__Zu erledigende Aufgabe__. Schreiben Sie sämtliche nachstehenden Einträge Zeile für Zeile wortgetreu und ohne jede Änderung ab.

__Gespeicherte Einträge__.
* * * * * * *
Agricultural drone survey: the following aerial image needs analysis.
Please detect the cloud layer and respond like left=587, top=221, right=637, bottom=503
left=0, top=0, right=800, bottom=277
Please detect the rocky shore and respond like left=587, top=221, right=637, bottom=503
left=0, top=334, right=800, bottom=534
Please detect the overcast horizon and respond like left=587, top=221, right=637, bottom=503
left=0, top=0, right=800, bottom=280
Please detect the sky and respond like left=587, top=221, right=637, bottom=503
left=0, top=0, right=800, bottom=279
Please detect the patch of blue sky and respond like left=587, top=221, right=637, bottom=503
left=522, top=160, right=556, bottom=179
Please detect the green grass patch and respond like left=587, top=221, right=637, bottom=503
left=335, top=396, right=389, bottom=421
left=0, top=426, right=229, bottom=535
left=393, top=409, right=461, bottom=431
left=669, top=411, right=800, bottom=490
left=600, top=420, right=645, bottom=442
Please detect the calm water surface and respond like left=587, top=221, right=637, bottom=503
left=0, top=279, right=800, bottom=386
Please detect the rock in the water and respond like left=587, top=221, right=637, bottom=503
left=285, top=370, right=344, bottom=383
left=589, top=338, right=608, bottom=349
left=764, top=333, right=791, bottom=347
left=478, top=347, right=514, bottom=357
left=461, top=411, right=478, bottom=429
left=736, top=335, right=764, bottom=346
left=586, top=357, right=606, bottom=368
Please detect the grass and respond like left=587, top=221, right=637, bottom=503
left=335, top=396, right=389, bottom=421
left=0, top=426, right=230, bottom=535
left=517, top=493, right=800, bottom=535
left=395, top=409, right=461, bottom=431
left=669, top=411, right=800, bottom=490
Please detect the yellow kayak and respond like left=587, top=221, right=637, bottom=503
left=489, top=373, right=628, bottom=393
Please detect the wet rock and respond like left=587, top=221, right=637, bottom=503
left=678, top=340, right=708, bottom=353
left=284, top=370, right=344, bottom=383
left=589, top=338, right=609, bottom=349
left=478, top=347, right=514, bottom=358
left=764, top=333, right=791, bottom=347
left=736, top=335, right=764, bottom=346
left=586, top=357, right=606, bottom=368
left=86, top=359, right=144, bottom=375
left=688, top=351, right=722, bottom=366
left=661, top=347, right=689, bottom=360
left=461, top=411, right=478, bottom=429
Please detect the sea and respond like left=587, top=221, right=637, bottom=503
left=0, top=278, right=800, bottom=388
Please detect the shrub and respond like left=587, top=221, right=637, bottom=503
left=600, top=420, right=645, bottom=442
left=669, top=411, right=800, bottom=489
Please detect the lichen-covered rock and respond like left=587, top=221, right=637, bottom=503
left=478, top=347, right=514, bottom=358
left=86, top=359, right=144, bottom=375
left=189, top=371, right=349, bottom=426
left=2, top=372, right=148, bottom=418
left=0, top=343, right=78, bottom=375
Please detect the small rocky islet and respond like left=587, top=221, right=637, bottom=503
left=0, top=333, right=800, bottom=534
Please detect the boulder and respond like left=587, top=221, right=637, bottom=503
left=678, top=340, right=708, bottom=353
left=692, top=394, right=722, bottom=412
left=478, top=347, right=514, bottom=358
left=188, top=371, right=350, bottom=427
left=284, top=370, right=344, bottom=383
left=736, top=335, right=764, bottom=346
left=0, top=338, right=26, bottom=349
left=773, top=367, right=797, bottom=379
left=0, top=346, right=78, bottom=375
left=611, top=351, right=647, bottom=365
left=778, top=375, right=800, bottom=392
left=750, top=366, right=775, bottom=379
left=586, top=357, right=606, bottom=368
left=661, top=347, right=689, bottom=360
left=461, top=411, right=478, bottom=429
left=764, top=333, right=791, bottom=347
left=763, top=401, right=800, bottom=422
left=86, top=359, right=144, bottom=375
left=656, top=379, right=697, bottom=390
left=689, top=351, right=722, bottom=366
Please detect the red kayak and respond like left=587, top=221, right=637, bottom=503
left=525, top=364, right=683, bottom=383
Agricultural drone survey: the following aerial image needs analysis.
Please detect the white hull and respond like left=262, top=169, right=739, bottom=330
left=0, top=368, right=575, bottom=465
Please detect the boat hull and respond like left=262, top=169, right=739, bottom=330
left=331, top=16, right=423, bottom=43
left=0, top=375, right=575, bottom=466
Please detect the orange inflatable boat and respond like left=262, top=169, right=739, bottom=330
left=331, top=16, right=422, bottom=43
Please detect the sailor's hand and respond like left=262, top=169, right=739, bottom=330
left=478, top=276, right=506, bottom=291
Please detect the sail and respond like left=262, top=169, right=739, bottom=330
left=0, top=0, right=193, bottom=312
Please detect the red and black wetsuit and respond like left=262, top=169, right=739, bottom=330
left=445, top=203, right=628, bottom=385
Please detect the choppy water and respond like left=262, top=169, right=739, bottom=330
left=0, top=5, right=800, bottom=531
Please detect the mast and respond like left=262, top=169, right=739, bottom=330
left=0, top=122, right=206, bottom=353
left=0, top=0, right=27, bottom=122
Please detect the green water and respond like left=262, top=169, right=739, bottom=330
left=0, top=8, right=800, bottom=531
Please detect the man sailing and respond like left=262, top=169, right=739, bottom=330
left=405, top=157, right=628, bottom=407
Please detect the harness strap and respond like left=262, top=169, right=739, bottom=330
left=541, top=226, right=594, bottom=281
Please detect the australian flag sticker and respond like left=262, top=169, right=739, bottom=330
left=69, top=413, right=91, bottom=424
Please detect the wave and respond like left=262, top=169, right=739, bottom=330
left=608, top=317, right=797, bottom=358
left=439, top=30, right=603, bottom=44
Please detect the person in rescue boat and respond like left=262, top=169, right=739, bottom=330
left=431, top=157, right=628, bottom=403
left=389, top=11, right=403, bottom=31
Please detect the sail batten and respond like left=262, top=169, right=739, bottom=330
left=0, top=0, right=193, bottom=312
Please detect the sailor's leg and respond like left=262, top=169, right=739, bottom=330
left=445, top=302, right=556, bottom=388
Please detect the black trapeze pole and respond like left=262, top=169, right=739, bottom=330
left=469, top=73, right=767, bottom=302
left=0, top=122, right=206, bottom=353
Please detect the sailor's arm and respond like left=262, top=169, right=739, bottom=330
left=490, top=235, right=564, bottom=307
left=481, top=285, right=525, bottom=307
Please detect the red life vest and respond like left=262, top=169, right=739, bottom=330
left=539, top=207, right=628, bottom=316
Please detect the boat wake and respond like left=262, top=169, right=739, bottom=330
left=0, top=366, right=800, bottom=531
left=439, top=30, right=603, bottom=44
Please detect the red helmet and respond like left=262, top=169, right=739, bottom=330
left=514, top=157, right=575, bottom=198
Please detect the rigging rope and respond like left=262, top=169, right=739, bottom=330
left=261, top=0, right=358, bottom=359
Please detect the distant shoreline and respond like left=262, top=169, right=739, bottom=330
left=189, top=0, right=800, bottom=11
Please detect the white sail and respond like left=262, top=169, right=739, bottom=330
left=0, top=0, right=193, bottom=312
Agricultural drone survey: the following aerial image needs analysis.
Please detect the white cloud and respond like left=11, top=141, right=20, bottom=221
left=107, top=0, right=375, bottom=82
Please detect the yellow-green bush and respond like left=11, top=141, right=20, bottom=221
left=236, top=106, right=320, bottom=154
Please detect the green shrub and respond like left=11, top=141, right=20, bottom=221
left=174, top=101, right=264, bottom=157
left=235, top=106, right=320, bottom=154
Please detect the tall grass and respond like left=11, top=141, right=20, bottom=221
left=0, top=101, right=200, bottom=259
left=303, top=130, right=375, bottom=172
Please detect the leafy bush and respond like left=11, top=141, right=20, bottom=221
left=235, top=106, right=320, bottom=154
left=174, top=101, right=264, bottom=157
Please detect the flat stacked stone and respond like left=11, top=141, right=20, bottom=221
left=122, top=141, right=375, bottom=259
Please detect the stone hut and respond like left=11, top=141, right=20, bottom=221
* * * * * * *
__Endgültige Antwort__.
Agricultural drone survey: the following aerial image needs analysis.
Please detect the cloud layer and respond like left=587, top=221, right=637, bottom=503
left=0, top=0, right=800, bottom=277
Please detect the rocky shore and respond like left=587, top=221, right=637, bottom=503
left=0, top=334, right=800, bottom=534
Please detect the overcast horizon and respond like left=587, top=221, right=637, bottom=503
left=0, top=0, right=800, bottom=280
Please detect the sky and respond like left=587, top=221, right=637, bottom=503
left=0, top=0, right=800, bottom=279
Please detect the patch of blue sky and respond like left=587, top=221, right=637, bottom=503
left=522, top=160, right=556, bottom=179
Please detect the green grass patch and respond like left=587, top=221, right=637, bottom=503
left=335, top=396, right=389, bottom=421
left=0, top=426, right=229, bottom=535
left=393, top=409, right=461, bottom=431
left=669, top=411, right=800, bottom=490
left=600, top=420, right=645, bottom=442
Please detect the calm water surface and respond like left=587, top=221, right=637, bottom=503
left=0, top=279, right=800, bottom=386
Please detect the rock in the water and respond like left=587, top=221, right=637, bottom=503
left=285, top=370, right=344, bottom=383
left=589, top=338, right=608, bottom=349
left=764, top=333, right=791, bottom=347
left=478, top=347, right=514, bottom=357
left=461, top=411, right=478, bottom=429
left=736, top=335, right=764, bottom=346
left=586, top=357, right=606, bottom=368
Please detect the grass and respond like left=587, top=221, right=637, bottom=503
left=335, top=396, right=389, bottom=421
left=0, top=426, right=230, bottom=535
left=517, top=493, right=800, bottom=535
left=395, top=409, right=461, bottom=431
left=669, top=411, right=800, bottom=490
Please detect the yellow kayak and respond like left=587, top=221, right=637, bottom=503
left=489, top=373, right=628, bottom=393
Please detect the wet rock and respond like left=587, top=221, right=637, bottom=503
left=678, top=340, right=708, bottom=353
left=284, top=370, right=344, bottom=383
left=589, top=338, right=609, bottom=349
left=478, top=347, right=514, bottom=358
left=764, top=333, right=791, bottom=347
left=736, top=335, right=764, bottom=346
left=586, top=357, right=606, bottom=368
left=86, top=359, right=144, bottom=375
left=688, top=351, right=722, bottom=366
left=661, top=347, right=689, bottom=360
left=461, top=411, right=478, bottom=429
Please detect the sea and respond like left=587, top=221, right=637, bottom=503
left=0, top=278, right=800, bottom=388
Please detect the shrub and respond like left=587, top=221, right=637, bottom=503
left=600, top=420, right=645, bottom=442
left=669, top=411, right=800, bottom=489
Please detect the lichen-covered rock and respond like left=587, top=221, right=637, bottom=503
left=478, top=347, right=514, bottom=358
left=86, top=359, right=144, bottom=375
left=189, top=371, right=349, bottom=426
left=2, top=372, right=148, bottom=418
left=0, top=343, right=78, bottom=375
Please detect the small rocky islet and respond like left=587, top=221, right=637, bottom=503
left=0, top=333, right=800, bottom=534
Please detect the boulder and respond like left=587, top=221, right=637, bottom=503
left=678, top=340, right=708, bottom=353
left=692, top=394, right=722, bottom=412
left=478, top=347, right=514, bottom=358
left=188, top=371, right=350, bottom=427
left=284, top=370, right=344, bottom=383
left=736, top=335, right=764, bottom=346
left=0, top=338, right=26, bottom=349
left=773, top=367, right=797, bottom=379
left=0, top=346, right=78, bottom=375
left=611, top=351, right=647, bottom=365
left=778, top=375, right=800, bottom=392
left=750, top=366, right=775, bottom=379
left=586, top=357, right=606, bottom=368
left=661, top=347, right=689, bottom=360
left=461, top=411, right=478, bottom=429
left=764, top=333, right=791, bottom=347
left=763, top=401, right=800, bottom=422
left=86, top=359, right=144, bottom=375
left=656, top=379, right=697, bottom=390
left=689, top=351, right=722, bottom=366
Please detect the red kayak and respond like left=587, top=221, right=637, bottom=503
left=525, top=364, right=683, bottom=383
Agricultural drone survey: the following aerial image needs analysis.
Please detect the white hull and respond like left=262, top=169, right=739, bottom=330
left=0, top=368, right=575, bottom=465
Please detect the boat hull and respond like left=262, top=169, right=739, bottom=330
left=331, top=16, right=423, bottom=43
left=0, top=375, right=575, bottom=466
Please detect the orange inflatable boat and respond like left=262, top=169, right=739, bottom=330
left=331, top=16, right=422, bottom=43
Please detect the sailor's hand and respond like left=262, top=169, right=739, bottom=330
left=478, top=276, right=506, bottom=291
Please detect the sail and respond like left=262, top=169, right=739, bottom=330
left=0, top=0, right=193, bottom=312
Please detect the red and black wetsuit and respond like left=262, top=169, right=739, bottom=330
left=445, top=203, right=628, bottom=385
Please detect the choppy water and respond like left=262, top=169, right=739, bottom=330
left=0, top=5, right=800, bottom=531
Please detect the mast and respond like left=262, top=169, right=739, bottom=330
left=0, top=122, right=206, bottom=353
left=0, top=0, right=27, bottom=122
Please detect the green water and respond like left=262, top=169, right=739, bottom=330
left=0, top=8, right=800, bottom=531
Please detect the man sailing and respond like left=262, top=169, right=739, bottom=330
left=405, top=157, right=628, bottom=407
Please detect the harness strap and respond like left=262, top=169, right=739, bottom=330
left=541, top=226, right=594, bottom=281
Please detect the australian flag sticker and respond like left=262, top=169, right=739, bottom=330
left=69, top=413, right=91, bottom=424
Please detect the wave and respond like left=262, top=169, right=739, bottom=330
left=608, top=317, right=797, bottom=358
left=439, top=30, right=603, bottom=44
Please detect the person in rescue boat and respond like left=262, top=169, right=739, bottom=330
left=431, top=157, right=628, bottom=403
left=389, top=11, right=403, bottom=31
Please detect the sail batten and respond like left=262, top=169, right=739, bottom=330
left=0, top=0, right=193, bottom=312
Please detect the sailor's leg and respond like left=262, top=169, right=739, bottom=330
left=445, top=302, right=556, bottom=388
Please detect the black trapeze pole and respond like left=262, top=169, right=739, bottom=330
left=469, top=73, right=767, bottom=302
left=0, top=122, right=206, bottom=353
Please detect the sailor's arm and respond like left=262, top=169, right=739, bottom=330
left=490, top=235, right=564, bottom=307
left=481, top=285, right=525, bottom=307
Please detect the red life vest and respond like left=262, top=169, right=739, bottom=330
left=539, top=207, right=628, bottom=316
Please detect the boat wake and respond like left=262, top=169, right=739, bottom=330
left=0, top=366, right=800, bottom=531
left=439, top=30, right=603, bottom=44
Please detect the red helmet and respond like left=262, top=169, right=739, bottom=330
left=514, top=157, right=575, bottom=198
Please detect the rigging rope and respond like left=262, top=169, right=739, bottom=330
left=261, top=0, right=358, bottom=359
Please detect the distant shoreline and respond like left=262, top=169, right=739, bottom=330
left=189, top=0, right=800, bottom=11
Please detect the white sail and respond like left=262, top=169, right=739, bottom=330
left=0, top=0, right=193, bottom=312
Agricultural drone survey: the following aerial image needs analysis.
Please detect the white cloud and respond like left=11, top=141, right=20, bottom=221
left=107, top=0, right=375, bottom=82
Please detect the yellow-green bush and respond like left=11, top=141, right=20, bottom=221
left=236, top=106, right=320, bottom=154
Please detect the green shrub and respond like left=11, top=141, right=20, bottom=221
left=174, top=101, right=264, bottom=157
left=235, top=106, right=320, bottom=154
Please detect the tall grass and respond like left=11, top=141, right=20, bottom=221
left=0, top=101, right=200, bottom=259
left=303, top=130, right=375, bottom=172
Please detect the leafy bush and respond like left=11, top=141, right=20, bottom=221
left=235, top=106, right=320, bottom=154
left=174, top=101, right=264, bottom=157
Please detect the flat stacked stone and respond like left=11, top=141, right=20, bottom=221
left=122, top=141, right=375, bottom=259
Please detect the stone hut and respond like left=11, top=141, right=20, bottom=221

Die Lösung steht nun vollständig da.